» **Required task 1**:
Copy the rows word for word, starting at the line that contains "Would you be able to point at the dirt" and going through the end of the rows.

» **Article**:
■ ■ ■ ■ ■

Re: [PATCH 1/2] thermal: cooling: Check Energy Model type in cpufreq_cooling and devfreq_cooling

From: Matthias Kaehlcke
Date: Wed Feb 16 2022 - 17:14:05 EST


On Wed, Feb 16, 2022 at 09:33:50AM -0800, Doug Anderson wrote:
> Hi,
>
> On Wed, Feb 16, 2022 at 7:35 AM Lukasz Luba <lukasz.luba@xxxxxxx> wrote:
> >
> > Hi Matthias,
> >
> > On 2/9/22 10:17 PM, Matthias Kaehlcke wrote:
> > > On Wed, Feb 09, 2022 at 11:16:36AM +0000, Lukasz Luba wrote:
> > >>
> > >>
> > >> On 2/8/22 5:25 PM, Matthias Kaehlcke wrote:
> > >>> On Tue, Feb 08, 2022 at 09:32:28AM +0000, Lukasz Luba wrote:
> > >>>>
> > >>>>
> >
> > [snip]
> >
> > >>>> Could you point me to those devices please?
> > >>>
> > >>> arch/arm64/boot/dts/qcom/sc7180-trogdor-*
> > >>>
> > >>> Though as per above they shouldn't be impacted by your change, since the
> > >>> CPUs always pretend to use milli-Watts.
> > >>>
> > >>> [skipped some questions/answers since sc7180 isn't actually impacted by
> > >>> the change]
> > >>
> > >> Thank you Matthias. I will investigate your setup to get better
> > >> understanding.
> > >
> > > Thanks!
> > >
> >
> > I've checked those DT files and related code.
> > As you already said, this patch is safe for them.
> > So we can apply it IMO.

■ ■ ■ ■ ■

» **Required task 2**:
In the patch discussion, why does Matthias say the sc7180-trogdor devices shouldn't be affected by the change?

[Entries from a dataset]
■ ■ ■ ■ ■

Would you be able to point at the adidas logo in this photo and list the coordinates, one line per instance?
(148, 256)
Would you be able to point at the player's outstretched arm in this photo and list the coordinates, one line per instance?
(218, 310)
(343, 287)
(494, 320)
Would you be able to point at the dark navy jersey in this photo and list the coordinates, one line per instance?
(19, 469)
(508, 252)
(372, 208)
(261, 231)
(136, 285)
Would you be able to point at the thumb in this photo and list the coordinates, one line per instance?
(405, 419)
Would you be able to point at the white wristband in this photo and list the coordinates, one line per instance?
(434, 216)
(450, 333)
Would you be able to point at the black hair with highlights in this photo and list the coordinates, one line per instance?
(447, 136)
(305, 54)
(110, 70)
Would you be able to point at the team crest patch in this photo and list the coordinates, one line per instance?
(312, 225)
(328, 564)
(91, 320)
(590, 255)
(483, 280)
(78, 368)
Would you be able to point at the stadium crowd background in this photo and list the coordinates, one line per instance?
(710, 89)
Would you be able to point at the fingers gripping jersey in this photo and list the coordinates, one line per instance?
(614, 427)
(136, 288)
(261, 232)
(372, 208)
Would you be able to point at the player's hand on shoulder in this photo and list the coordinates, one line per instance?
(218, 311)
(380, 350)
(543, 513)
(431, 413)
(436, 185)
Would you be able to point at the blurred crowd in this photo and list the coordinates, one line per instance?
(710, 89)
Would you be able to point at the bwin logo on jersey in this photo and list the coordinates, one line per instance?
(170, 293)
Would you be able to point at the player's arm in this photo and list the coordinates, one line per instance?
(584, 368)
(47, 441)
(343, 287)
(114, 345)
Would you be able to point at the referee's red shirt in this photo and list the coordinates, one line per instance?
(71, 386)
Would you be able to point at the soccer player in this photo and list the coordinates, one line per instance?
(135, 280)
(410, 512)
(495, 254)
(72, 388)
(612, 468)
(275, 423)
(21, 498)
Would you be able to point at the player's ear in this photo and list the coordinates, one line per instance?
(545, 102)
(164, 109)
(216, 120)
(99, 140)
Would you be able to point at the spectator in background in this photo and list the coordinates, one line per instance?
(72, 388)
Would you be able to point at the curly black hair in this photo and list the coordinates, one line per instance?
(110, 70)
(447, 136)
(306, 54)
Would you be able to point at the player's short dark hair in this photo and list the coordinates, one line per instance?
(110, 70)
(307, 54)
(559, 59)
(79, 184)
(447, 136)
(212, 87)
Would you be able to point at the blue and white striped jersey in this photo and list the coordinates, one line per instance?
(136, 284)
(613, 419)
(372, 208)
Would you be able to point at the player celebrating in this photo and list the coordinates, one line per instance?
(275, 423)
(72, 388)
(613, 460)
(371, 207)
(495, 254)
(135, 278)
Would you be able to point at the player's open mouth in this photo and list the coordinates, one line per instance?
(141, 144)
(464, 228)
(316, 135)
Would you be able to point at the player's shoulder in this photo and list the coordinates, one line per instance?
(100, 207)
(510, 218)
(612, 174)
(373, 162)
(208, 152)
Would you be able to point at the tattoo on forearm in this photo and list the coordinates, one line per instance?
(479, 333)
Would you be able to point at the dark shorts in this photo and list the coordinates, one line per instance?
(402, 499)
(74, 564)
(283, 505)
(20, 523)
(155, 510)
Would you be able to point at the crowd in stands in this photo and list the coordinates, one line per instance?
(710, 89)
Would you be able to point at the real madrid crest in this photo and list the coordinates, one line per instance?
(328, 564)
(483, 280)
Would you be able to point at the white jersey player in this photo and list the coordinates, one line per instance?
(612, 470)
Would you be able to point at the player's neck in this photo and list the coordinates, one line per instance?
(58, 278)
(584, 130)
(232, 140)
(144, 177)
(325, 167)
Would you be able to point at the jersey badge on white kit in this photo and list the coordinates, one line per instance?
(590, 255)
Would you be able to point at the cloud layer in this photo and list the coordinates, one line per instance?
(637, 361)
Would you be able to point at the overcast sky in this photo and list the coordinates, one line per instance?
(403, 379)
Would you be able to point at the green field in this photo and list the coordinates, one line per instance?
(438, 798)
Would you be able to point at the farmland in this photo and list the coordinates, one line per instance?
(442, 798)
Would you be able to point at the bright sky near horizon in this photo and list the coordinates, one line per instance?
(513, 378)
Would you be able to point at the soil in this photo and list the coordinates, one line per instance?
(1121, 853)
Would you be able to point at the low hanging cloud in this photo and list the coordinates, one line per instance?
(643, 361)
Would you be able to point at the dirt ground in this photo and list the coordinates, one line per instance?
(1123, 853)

■ ■ ■ ■ ■

» **Task output 1**:
Would you be able to point at the dirt ground in this photo and list the coordinates, one line per instance?
(1123, 853)

» **Task output 2**:
The CPUs on those devices always pretend to use milli-Watts. After checking the DT files and related code, Lukasz agrees that the patch is safe for them.